▸ **WORK INSTRUCTIONS**:
Reproduce the stretch of lines below, from the one containing "point: tree line" through the last line, requests included, and scale every coordinate in the answers by 0.45. Round each result to a whole number, with halves rounding up.

+ + + + +

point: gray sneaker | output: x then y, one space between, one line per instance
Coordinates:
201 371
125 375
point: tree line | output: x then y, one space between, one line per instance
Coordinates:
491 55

+ + + + +

▸ **WRITTEN REPLY**:
point: tree line | output: x then y, one space between, one line per instance
Coordinates:
221 25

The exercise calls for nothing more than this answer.